===== Supplied records
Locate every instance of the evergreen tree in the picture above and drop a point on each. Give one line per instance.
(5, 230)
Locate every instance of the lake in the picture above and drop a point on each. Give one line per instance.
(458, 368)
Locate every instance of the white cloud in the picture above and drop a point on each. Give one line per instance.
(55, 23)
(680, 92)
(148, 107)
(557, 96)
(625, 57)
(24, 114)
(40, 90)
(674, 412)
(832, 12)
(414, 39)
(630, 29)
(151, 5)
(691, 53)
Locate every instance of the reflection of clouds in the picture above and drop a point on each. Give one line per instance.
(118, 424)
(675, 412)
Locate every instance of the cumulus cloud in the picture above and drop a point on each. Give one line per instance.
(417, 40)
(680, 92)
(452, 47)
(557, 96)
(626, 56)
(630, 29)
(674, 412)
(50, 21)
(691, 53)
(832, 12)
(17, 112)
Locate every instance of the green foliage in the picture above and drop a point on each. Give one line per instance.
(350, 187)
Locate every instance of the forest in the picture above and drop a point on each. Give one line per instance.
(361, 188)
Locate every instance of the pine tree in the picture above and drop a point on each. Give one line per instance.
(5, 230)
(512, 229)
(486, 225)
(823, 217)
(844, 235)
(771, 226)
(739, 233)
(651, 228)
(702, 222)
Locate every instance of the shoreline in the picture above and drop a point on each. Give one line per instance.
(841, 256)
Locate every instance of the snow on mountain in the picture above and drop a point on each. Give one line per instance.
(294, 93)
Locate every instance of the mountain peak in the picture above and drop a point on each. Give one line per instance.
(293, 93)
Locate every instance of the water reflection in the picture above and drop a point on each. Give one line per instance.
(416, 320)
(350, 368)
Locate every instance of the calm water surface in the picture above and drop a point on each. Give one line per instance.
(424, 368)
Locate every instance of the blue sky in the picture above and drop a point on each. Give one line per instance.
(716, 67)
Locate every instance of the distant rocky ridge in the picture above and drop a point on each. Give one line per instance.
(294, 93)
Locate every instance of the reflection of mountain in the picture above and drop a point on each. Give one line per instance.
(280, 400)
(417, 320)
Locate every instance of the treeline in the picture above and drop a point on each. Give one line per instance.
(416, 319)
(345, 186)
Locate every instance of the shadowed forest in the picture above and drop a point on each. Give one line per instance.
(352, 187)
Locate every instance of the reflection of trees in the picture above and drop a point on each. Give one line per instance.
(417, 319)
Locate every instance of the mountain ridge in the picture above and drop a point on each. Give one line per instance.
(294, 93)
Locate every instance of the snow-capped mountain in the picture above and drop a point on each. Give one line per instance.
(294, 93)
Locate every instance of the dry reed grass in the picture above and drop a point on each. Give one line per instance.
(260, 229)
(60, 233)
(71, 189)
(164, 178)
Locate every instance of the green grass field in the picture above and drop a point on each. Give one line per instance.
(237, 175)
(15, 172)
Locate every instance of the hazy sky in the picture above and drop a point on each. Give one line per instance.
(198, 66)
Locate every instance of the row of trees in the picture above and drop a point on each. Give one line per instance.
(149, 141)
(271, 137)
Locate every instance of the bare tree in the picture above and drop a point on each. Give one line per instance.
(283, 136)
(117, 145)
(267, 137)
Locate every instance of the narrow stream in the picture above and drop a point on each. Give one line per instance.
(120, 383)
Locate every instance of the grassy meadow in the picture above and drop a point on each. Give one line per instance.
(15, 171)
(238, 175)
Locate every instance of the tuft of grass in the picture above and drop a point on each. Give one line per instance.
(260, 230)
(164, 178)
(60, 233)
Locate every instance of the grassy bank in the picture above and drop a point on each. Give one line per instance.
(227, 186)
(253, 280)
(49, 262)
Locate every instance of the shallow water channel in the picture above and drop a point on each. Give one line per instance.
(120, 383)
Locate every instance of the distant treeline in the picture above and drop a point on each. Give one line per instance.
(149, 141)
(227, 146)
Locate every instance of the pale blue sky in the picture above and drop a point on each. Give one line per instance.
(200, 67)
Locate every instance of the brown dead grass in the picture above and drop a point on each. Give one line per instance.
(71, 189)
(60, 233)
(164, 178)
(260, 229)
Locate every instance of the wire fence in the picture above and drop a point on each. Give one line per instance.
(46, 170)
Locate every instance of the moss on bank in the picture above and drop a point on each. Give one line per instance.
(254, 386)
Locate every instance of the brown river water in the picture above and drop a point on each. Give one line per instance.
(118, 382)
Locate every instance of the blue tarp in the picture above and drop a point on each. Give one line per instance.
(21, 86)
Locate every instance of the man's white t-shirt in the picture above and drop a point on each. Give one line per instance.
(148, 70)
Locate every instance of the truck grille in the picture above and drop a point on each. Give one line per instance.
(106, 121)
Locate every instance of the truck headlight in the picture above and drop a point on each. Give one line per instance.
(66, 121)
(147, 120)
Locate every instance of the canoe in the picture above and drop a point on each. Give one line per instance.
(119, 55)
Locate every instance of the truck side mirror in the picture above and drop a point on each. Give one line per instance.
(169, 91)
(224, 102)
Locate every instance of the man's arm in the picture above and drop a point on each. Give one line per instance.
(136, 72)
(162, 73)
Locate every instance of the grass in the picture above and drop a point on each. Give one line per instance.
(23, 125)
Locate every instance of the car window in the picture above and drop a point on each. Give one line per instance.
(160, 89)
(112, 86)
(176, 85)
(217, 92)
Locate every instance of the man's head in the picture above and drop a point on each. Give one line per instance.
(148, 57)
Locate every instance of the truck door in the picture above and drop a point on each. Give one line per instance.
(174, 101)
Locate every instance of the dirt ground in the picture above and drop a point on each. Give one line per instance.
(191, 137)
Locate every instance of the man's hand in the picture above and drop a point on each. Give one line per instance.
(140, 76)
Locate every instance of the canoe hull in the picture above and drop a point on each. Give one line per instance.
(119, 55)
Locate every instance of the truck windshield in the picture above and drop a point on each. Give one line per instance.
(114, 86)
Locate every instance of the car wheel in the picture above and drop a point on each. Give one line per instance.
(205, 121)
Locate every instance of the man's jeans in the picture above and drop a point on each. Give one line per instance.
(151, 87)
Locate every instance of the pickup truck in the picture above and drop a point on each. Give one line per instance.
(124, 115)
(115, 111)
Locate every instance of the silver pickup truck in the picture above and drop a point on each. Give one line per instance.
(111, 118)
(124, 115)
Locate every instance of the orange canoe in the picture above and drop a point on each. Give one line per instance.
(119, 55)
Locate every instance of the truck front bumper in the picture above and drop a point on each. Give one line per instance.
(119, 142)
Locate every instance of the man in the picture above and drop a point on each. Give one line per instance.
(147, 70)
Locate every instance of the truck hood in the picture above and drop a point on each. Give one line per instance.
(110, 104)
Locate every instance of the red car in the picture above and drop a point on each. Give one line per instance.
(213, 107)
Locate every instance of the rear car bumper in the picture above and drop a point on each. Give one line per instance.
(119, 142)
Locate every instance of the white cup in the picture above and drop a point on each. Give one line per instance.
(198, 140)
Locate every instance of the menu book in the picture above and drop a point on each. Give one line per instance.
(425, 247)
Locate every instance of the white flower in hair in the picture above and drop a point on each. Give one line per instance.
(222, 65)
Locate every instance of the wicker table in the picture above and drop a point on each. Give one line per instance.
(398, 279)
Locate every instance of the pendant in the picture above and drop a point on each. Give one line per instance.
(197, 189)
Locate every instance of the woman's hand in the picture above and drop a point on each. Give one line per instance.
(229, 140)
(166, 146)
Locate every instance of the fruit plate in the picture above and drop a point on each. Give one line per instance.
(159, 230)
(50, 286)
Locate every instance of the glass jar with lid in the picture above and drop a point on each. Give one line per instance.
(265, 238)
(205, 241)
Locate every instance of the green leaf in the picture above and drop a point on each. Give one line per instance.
==========
===== Supplied records
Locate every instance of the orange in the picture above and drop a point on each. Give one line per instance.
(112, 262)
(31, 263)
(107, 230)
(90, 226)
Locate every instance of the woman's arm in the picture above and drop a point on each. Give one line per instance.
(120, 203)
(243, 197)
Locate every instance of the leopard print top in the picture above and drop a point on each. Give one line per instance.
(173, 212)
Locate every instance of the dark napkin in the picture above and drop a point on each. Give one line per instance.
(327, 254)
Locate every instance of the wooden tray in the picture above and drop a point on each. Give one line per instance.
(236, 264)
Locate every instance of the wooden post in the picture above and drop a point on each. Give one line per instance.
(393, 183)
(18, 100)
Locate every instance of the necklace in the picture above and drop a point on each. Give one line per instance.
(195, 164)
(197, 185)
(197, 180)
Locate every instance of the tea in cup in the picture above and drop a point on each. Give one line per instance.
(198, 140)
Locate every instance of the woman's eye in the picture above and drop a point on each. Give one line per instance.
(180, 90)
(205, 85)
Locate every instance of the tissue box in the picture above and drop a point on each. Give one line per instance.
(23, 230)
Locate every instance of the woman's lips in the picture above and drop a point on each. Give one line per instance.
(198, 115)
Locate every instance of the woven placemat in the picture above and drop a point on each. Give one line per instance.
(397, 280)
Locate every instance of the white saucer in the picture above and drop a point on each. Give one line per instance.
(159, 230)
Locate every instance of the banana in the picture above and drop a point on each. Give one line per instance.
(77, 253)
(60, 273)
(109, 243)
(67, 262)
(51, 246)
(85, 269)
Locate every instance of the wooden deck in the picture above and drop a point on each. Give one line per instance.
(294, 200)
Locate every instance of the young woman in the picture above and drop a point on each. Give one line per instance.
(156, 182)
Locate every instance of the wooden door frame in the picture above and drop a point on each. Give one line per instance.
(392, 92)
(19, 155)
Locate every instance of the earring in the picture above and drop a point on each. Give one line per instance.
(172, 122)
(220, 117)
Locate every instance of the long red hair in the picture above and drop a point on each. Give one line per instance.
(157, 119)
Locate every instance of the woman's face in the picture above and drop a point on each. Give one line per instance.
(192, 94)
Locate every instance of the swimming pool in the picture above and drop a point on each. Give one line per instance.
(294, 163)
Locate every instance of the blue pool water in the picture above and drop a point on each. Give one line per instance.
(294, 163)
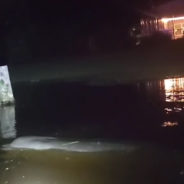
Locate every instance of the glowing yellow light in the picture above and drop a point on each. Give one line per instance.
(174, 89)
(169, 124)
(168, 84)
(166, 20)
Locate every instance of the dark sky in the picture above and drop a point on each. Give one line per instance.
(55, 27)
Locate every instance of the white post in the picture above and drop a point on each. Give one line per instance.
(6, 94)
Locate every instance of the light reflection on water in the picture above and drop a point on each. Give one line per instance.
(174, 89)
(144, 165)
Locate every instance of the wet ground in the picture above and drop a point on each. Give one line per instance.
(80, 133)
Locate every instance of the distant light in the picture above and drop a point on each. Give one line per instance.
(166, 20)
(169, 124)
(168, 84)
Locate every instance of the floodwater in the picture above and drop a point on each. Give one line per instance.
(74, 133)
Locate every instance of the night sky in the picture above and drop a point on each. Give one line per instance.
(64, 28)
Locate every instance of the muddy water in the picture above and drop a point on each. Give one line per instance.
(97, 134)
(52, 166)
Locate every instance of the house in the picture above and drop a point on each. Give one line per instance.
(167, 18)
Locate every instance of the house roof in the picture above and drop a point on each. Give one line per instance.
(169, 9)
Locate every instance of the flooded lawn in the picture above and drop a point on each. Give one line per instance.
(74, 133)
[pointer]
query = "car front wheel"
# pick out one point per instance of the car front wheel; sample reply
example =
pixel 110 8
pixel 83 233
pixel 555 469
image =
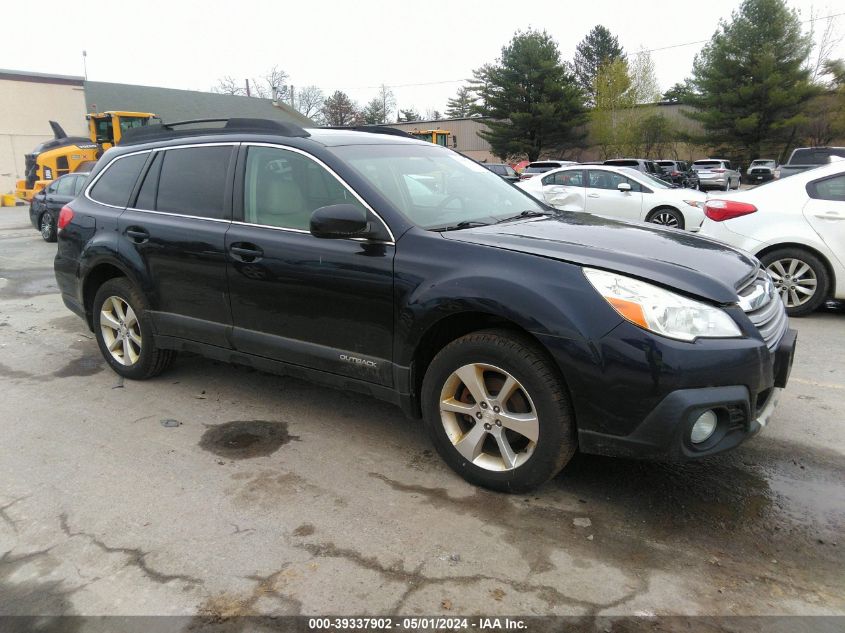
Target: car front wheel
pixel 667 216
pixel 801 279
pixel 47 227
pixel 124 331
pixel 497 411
==========
### Problem to work on
From the entries above, restate word for word the lines from the line containing "Locate every instance of the fruit" to the line containing "Locate every instance of the green leaf", both ends included, and nothing more.

### Exercise output
Locate every instance of the fruit plate in the picture above and drop a point on each. Give one line per instance.
(159, 230)
(50, 286)
Locate every instance of the glass jar with lid in the picture above and drop a point on each. Give one line per instance.
(265, 238)
(205, 241)
Locate every instance of the green leaf in the picture above and drop a point on each. Give one line per instance.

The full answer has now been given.